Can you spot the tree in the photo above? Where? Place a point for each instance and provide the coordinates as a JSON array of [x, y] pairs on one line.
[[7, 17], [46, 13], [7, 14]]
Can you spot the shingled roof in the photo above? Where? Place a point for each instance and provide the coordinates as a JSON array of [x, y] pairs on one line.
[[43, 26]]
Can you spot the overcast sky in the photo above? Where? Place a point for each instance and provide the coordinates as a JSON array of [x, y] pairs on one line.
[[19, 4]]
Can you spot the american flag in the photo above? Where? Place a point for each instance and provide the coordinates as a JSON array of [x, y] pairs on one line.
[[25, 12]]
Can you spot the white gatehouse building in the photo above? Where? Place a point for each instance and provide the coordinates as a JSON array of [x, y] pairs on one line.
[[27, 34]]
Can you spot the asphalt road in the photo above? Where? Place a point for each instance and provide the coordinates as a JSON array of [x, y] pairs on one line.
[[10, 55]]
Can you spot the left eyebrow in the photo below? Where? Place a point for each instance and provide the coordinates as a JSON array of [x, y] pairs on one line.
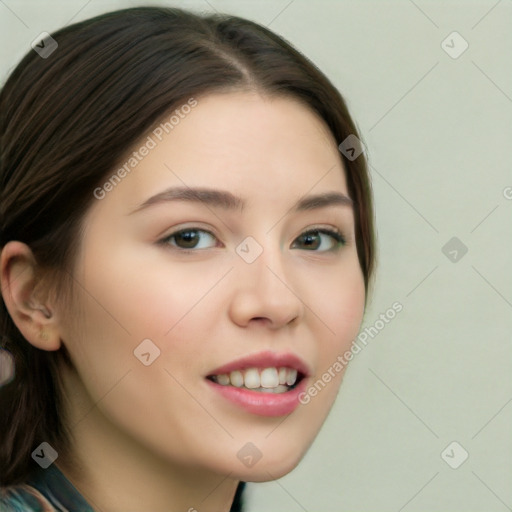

----

Rewrite every line of the listing above as a numbered list, skipping any blank lines. Leave the pictures out of your answer.

Solution for this task:
1. Can you spot the tree in the photo above? Where? Place a point for each instance and provide the coordinates as a JSON array of [x, y] pairs on one line.
2. [[7, 17], [46, 13], [7, 14]]
3. Can you spot the shingled roof in the photo above? Where? Place a point for each instance and provide the coordinates as a JSON array of [x, y] pairs on one line.
4. [[43, 26]]
5. Can you spot the overcast sky in the photo above? Where? Place a point for each instance and provide the coordinates as a JSON array of [x, y] pairs on one line.
6. [[19, 4]]
7. Can you spot the american flag in the photo above? Where? Place a point for each instance and provide the coordinates as a JSON array of [x, y] pairs on one line.
8. [[25, 12]]
9. Can you spot the white gatehouse building in the photo above? Where? Place a point for each instance and provide the coordinates as a JSON array of [x, y] pairs on one line.
10. [[27, 34]]
11. Can you spot the asphalt road in the photo above? Where? Place a point for each instance and provide the coordinates as a JSON array of [x, y] pairs on one line.
12. [[10, 55]]
13. Can you spot the left eyebrow in the photo below? Where? Place a point for each instance and provide the coordinates as a JSON array of [x, y] pairs on one line.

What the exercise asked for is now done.